Directions. Here are the records. Print them all exactly.

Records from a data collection
———
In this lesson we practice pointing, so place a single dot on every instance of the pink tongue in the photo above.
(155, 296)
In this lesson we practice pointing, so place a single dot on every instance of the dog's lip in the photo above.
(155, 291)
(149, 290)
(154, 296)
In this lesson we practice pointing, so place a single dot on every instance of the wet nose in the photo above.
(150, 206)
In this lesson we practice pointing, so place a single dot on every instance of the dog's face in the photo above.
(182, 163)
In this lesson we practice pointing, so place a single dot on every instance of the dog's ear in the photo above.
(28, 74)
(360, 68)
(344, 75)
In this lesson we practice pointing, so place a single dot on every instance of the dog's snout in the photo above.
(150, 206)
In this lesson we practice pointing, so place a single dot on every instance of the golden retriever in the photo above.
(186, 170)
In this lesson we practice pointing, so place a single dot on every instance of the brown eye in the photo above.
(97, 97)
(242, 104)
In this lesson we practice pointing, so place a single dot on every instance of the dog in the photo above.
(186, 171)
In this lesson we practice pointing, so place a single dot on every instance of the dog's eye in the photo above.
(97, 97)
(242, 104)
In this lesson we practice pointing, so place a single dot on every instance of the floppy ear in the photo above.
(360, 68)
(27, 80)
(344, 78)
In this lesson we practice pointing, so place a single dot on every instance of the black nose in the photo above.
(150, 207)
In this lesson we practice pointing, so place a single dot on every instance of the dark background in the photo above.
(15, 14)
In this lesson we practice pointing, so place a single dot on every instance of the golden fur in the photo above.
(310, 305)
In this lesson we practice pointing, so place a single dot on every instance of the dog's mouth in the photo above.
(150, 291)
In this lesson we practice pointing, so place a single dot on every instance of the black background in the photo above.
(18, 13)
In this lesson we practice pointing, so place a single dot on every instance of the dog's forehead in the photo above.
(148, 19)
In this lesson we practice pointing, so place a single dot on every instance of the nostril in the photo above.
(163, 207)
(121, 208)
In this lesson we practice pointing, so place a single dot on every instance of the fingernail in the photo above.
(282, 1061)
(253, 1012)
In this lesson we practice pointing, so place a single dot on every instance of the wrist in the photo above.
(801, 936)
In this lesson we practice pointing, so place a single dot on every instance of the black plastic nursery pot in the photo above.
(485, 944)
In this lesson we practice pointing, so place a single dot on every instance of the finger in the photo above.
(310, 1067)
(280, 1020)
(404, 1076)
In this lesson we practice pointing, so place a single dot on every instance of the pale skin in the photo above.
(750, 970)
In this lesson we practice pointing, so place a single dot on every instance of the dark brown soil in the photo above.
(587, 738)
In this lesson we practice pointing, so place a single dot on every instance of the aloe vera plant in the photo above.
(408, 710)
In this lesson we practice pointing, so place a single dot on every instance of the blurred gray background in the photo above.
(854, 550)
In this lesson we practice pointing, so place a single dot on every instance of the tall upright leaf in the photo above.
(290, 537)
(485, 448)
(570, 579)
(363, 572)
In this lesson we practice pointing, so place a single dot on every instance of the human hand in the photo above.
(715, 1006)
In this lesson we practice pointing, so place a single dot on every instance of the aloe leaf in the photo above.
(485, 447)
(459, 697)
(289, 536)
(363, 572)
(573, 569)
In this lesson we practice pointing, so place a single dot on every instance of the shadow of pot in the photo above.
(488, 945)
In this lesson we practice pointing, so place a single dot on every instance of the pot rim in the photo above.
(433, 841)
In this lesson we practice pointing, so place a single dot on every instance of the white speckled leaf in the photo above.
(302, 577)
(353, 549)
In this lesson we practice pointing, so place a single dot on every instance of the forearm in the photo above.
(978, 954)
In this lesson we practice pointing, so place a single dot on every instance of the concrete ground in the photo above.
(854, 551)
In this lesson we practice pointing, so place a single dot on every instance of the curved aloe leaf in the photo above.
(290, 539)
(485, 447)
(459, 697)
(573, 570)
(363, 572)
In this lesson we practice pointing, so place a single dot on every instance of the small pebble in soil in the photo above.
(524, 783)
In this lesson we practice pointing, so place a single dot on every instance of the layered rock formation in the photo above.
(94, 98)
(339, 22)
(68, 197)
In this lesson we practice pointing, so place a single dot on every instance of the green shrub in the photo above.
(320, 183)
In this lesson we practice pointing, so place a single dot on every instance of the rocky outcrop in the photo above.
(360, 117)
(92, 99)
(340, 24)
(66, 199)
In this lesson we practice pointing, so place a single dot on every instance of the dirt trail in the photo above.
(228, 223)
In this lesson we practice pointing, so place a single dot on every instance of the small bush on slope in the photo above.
———
Written reply.
In this lesson we practice pointing, so place a single dot on every instance of the pink tongue in the photo above.
(155, 296)
In this lesson we practice pointing, so place a single dot on every instance of the dog's lip in the photo above.
(155, 291)
(149, 290)
(154, 296)
In this lesson we practice pointing, so place a single dot on every instance of the wet nose in the photo above.
(150, 206)
In this lesson we practice pointing, so place a single dot on every instance of the dog's face in the photo above.
(182, 163)
In this lesson we practice pointing, so place a single dot on every instance of the dog's ear in the photo above.
(28, 74)
(360, 68)
(344, 75)
In this lesson we practice pointing, so place a single dot on every instance of the dog's snout in the photo above.
(150, 206)
In this lesson we practice pointing, so place a single dot on every instance of the golden retriever in the photo above.
(186, 170)
In this lesson we practice pointing, so place a single dot on every instance of the brown eye in the photo above.
(97, 97)
(242, 104)
In this lesson we practice pointing, so place a single dot on every instance of the dog in the photo above.
(186, 171)
In this lesson we practice pointing, so place a single dot on every instance of the dog's eye in the photo above.
(97, 97)
(242, 104)
In this lesson we practice pointing, so place a single dot on every instance of the floppy ear in the photo above.
(360, 68)
(27, 80)
(344, 78)
In this lesson we practice pointing, so place a single dot on every instance of the black nose in the photo above.
(150, 207)
In this lesson we practice pointing, so place a single dot on every instance of the dark background in the photo above.
(15, 14)
In this lesson we practice pointing, so place a single dot on every instance of the golden fur in the photo above.
(310, 305)
In this lesson we practice pointing, so place a single dot on every instance of the dog's mouth in the photo above.
(150, 291)
In this lesson we practice pointing, so place a single dot on every instance of the black background in the photo above.
(18, 13)
In this lesson we practice pointing, so place a single dot on every instance of the dog's forehead in the photo above.
(148, 19)
In this lesson we practice pointing, so place a single dot on every instance of the nostril in the photo above.
(163, 207)
(121, 208)
In this lesson we practice pointing, so place a single dot on every instance of the fingernail in the photo above.
(282, 1061)
(253, 1012)
In this lesson we practice pointing, so place a single dot on every instance of the wrist in the photo above.
(801, 936)
In this lesson we practice pointing, so place a single dot on every instance of the black plastic nursery pot in the photo above.
(485, 944)
In this lesson we practice pointing, so place a single dot on every instance of the finger in the photo above.
(310, 1067)
(280, 1020)
(404, 1076)
In this lesson we practice pointing, so place a single dot on every instance of the pale skin in the photo above.
(750, 970)
In this lesson we practice pointing, so place a single dot on every instance of the dark brown soil in the photo above.
(587, 738)
In this lesson we practice pointing, so place a single dot on every instance of the aloe vera plant in the photo above.
(408, 710)
In this lesson we practice pointing, so place a single dot on every instance of the blurred gray background in the photo above.
(854, 550)
In this lesson we practice pointing, so place a single dot on every instance of the tall upright leaf in the photo above.
(290, 537)
(485, 448)
(570, 579)
(363, 572)
In this lesson we practice pointing, so place a single dot on every instance of the human hand in the photo above.
(715, 1006)
In this lesson we practice pointing, so place a single dot on every instance of the aloe leaf in the photo above.
(485, 447)
(459, 697)
(289, 536)
(363, 572)
(573, 569)
In this lesson we practice pointing, so place a single dot on every instance of the shadow of pot in the photo above.
(488, 945)
In this lesson we practice pointing, so place a single dot on every instance of the pot rim in the photo above.
(433, 841)
In this lesson we practice pointing, so place a single dot on every instance of the white speckled leaf in the photo above.
(302, 577)
(353, 549)
In this lesson we practice pointing, so place a single dot on every instance of the forearm in the photo above.
(978, 954)
In this lesson we practice pointing, so place a single dot on every instance of the concrete ground in the photo above.
(854, 551)
In this lesson we practice pointing, so place a single dot on every instance of the curved aloe leaf in the photo above.
(290, 539)
(485, 447)
(459, 697)
(573, 570)
(363, 572)
In this lesson we practice pointing, so place a single dot on every instance of the small pebble in soil in the photo above.
(524, 783)
In this lesson we practice pointing, so place a single dot on every instance of the layered rock formation in the photo above.
(94, 98)
(339, 22)
(68, 197)
In this lesson we practice pointing, so place a single dot on every instance of the green shrub in the photo above.
(320, 183)
In this lesson we practice pointing, so place a single dot on every instance of the rocky outcrop in the photo above.
(360, 117)
(92, 99)
(340, 24)
(66, 199)
In this lesson we practice pointing, so place a single dot on every instance of the dirt trail in the photo above.
(228, 223)
In this lesson we practice pointing, so place a single dot on every instance of the small bush on slope in the photo above.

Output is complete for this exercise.